> **Texto para revisar**
A través de las rendijas de una verja, Bailey (Nykiya Adam) filma el vuelo de unos pájaros sobre un cielo permanentemente gris. Después, su padre (Barry Keoghan), aunque bien podría ser su hermano, la recoge en un patinete eléctrico y ambos recorren las calles caóticas de los barrios del extrarradio, mientras de fondo suena una melodía punk disonante que repite ‘is it too real for you?’ (¿es demasiado real para ti?). Los primeros minutos de Bird condensan a la perfección los pilares del cine de Andrea Arnold; los paisajes urbanos devorados por la naturaleza, la paternidad temprana e inconsciente, la infancia descuidada y atravesada por el deseo de liberación. Y, sobre todo, el realismo crudo pero poético que transpira cada uno de los planos.
Después de su road-trip por el medio oeste americano (American Honey, 2019) y de ponerse en la piel de una vaca en una explotación ganadera (Cow, 2021), la directora nos devuelve a los barrios marginales ingleses que ya retrató en sus obras primerizas (Wasp, Fish Tank). La protagonista, Bailey, tiene doce años y navega por las primeras veces de la adolescencia. Aparenta mucha seguridad en sí misma —eso le dice una amiga, mientras le corta el pelo hasta dejarlo como el de un chico—, pero en realidad no es más que una niña con espíritu de supervivencia, que se adapta al caos de los que la rodean; el de su padre, un adulto con el síndrome de Peter Pan y poco tiempo para sus hijos. El de su madre, absorbida por una relación con un hombre abusivo. Y el de sus hermanos que, como ella, han madurado demasiado pronto para suplir las carencias de un entorno desestructurado.
Y entonces aparece Bird (Franz Rogowski), un hombre con nombre y alma de pájaro —quién sabe si en realidad no lo es—, que vive en una permanente huida hacia adelante, aunque perseguido por los eventos de su pasado. Y Bailey, que se pasa los días filmando a pájaros, para luego proyectar las imágenes en la pared de su habitación cuando la realidad terrenal aprieta demasiado, encuentra en él unas alas para volar. La directora británica, gran exponente del realismo social, introduce por primera vez destellos de fantasía en sus atmósferas hiperrealistas, como posibles vías de escape para un mundo asfixiante.

> **Registros enumerados**
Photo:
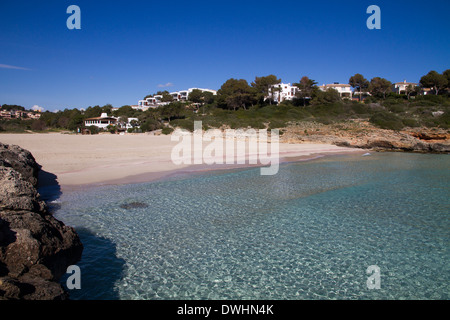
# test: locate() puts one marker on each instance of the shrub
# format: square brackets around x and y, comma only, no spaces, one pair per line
[93,129]
[410,123]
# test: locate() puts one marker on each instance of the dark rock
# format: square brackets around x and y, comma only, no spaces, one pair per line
[35,248]
[20,160]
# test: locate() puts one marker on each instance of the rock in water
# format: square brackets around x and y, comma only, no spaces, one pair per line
[35,248]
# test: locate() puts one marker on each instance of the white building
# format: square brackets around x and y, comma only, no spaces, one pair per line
[345,90]
[104,120]
[281,92]
[401,87]
[183,95]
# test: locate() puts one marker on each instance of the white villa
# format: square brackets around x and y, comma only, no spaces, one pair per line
[345,90]
[281,92]
[101,122]
[400,87]
[155,101]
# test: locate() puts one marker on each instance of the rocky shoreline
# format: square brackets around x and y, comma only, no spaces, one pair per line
[361,134]
[35,248]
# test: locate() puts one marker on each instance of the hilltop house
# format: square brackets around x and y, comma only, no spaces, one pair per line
[155,101]
[100,122]
[400,87]
[281,92]
[344,90]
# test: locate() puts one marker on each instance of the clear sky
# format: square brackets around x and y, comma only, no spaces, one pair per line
[128,49]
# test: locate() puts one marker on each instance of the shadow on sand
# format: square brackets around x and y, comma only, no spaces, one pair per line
[100,268]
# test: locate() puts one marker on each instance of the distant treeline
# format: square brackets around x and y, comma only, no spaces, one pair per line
[241,105]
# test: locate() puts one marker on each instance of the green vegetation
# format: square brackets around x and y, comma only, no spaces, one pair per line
[239,104]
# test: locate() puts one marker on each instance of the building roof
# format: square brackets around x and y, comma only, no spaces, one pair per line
[101,118]
[341,85]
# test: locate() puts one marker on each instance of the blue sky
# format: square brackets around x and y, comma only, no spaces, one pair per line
[128,49]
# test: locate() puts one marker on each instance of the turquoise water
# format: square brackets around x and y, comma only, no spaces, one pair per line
[309,232]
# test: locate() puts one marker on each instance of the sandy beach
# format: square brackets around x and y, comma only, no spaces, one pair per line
[105,159]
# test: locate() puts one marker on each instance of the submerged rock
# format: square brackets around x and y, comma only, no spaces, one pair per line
[35,248]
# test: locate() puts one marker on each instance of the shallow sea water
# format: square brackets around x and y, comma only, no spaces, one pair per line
[309,232]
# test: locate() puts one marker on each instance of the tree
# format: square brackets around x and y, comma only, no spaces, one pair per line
[236,94]
[359,82]
[379,87]
[306,88]
[173,111]
[166,97]
[262,85]
[435,81]
[410,89]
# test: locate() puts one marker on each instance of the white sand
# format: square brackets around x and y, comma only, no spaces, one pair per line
[106,158]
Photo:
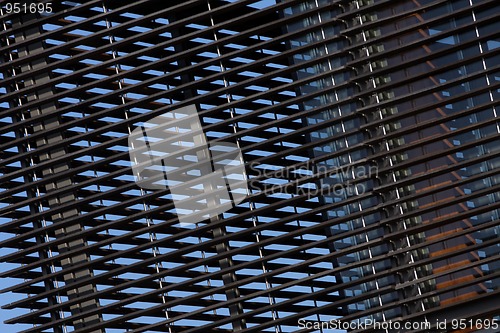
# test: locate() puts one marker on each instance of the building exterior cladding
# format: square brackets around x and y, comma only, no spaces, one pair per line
[371,138]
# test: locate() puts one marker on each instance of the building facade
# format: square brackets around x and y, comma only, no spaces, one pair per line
[370,137]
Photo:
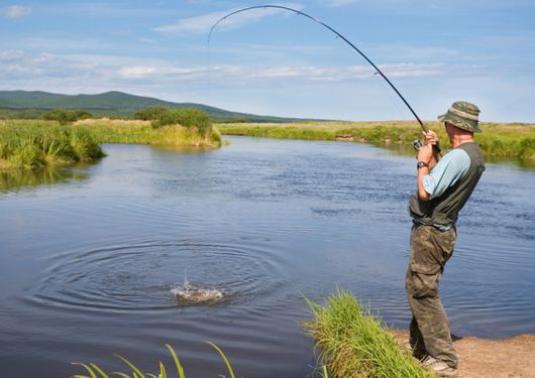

> **Objetivo de la tarea**
Continúa la reseña sobre la película Bird a partir de su última oración.

> **Respuesta del ejercicio**
Frente a las imágenes luminosas y preciosistas que en los últimos años han poblado el coming of age, la mirada de Arnold vira hacia lo sucio, lo feo y lo caótico. Hacia los paisajes grises e industriales. Hacia las uñas mugrientas y las camisetas repletas de manchas. Hacia la violencia y hacia las atmósferas cargadas de ruidos de niños jugando, de gritos o de coches, que nos someten al alboroto constante de las vidas de los personajes. Una de las grandes bazas de Bird radica, precisamente, en su capacidad para distinguir la belleza —innegable y poética— de entre lo abyecto. Y esto no se aplica sólo a las imágenes, sino también a los personajes. Que lejos de ser representados como meros arquetipos de la clase trabajadora o, todavía peor, como víctimas indefensas de sus circunstancias, se presentan como seres complejos, a menudo conflictivos, incorrectos y egoístas, que viven y aman de la mejor manera que saben hacerlo. Aquí no hay mensajes discursivos ni moralistas. La lucha de Arnold pasa por la representación fiel, pero jamás autoindulgente, de la dura realidad.